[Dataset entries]
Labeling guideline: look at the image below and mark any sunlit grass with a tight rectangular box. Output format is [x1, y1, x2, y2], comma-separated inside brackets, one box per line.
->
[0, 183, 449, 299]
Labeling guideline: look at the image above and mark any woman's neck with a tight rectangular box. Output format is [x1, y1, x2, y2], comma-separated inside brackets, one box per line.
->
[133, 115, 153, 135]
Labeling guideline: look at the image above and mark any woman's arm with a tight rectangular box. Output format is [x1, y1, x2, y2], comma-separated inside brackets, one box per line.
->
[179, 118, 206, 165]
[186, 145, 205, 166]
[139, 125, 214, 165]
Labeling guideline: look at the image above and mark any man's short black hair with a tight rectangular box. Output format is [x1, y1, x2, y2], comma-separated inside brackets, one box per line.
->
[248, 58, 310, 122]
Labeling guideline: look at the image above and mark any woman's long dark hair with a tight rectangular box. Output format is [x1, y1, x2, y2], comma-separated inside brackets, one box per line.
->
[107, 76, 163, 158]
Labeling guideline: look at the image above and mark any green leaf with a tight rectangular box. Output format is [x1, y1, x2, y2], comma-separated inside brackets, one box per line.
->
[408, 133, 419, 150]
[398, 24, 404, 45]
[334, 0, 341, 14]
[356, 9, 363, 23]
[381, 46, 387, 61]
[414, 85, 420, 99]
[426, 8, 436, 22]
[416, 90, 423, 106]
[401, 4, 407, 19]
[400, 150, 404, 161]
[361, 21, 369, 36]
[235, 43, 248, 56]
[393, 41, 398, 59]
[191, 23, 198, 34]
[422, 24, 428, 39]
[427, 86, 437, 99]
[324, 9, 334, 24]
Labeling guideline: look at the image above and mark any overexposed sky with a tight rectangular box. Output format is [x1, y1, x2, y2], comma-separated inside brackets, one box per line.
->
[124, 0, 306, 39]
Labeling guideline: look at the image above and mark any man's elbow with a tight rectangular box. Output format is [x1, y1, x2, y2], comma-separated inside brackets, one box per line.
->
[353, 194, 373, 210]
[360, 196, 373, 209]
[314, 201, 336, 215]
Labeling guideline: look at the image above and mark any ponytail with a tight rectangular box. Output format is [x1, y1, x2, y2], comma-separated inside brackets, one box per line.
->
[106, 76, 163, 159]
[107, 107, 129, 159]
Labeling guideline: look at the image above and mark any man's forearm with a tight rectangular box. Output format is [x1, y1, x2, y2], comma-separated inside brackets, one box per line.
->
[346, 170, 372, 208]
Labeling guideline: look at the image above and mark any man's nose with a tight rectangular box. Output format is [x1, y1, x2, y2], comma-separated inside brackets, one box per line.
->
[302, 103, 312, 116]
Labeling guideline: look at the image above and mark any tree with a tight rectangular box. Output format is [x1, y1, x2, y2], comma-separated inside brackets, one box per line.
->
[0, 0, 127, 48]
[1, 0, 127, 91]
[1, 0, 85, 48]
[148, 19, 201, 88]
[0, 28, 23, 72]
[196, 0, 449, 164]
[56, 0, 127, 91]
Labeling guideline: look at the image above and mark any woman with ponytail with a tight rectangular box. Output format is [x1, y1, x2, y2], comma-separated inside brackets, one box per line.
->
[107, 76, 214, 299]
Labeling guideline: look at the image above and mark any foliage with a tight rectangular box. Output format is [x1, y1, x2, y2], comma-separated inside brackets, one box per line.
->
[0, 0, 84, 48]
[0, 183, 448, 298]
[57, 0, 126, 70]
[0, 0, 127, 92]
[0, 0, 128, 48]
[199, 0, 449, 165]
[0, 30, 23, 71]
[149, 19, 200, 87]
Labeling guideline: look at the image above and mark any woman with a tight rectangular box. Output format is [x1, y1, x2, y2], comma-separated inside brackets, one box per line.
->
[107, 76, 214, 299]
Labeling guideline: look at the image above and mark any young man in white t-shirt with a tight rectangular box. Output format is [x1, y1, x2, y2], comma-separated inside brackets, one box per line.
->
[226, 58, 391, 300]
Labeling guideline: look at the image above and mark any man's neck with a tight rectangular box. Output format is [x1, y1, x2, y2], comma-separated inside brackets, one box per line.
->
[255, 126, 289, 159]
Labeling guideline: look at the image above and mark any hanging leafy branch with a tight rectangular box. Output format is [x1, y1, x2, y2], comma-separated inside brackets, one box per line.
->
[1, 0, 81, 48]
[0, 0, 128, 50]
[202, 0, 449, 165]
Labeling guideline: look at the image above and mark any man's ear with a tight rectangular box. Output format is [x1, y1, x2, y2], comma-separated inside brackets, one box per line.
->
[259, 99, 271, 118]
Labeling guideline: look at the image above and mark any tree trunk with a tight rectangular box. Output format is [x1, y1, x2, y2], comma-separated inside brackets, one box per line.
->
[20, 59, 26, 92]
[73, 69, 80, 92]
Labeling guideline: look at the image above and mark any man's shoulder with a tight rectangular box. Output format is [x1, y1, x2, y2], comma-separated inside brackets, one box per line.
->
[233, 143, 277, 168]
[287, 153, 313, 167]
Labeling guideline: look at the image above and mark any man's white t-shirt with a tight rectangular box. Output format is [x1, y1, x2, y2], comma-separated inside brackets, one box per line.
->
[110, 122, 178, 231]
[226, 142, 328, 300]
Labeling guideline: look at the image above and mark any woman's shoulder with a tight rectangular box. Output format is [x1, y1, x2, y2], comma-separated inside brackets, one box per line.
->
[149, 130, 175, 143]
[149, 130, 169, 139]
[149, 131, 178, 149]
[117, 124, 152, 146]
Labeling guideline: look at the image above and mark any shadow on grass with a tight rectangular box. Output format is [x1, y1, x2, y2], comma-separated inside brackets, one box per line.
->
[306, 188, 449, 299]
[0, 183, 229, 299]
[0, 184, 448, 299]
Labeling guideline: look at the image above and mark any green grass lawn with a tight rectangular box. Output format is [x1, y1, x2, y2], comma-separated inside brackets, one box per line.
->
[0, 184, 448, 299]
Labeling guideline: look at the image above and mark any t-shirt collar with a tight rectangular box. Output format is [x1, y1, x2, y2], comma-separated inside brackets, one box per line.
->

Assignment: A single number is needed: the count of lines in the records that include "ponytail".

Your solution: 2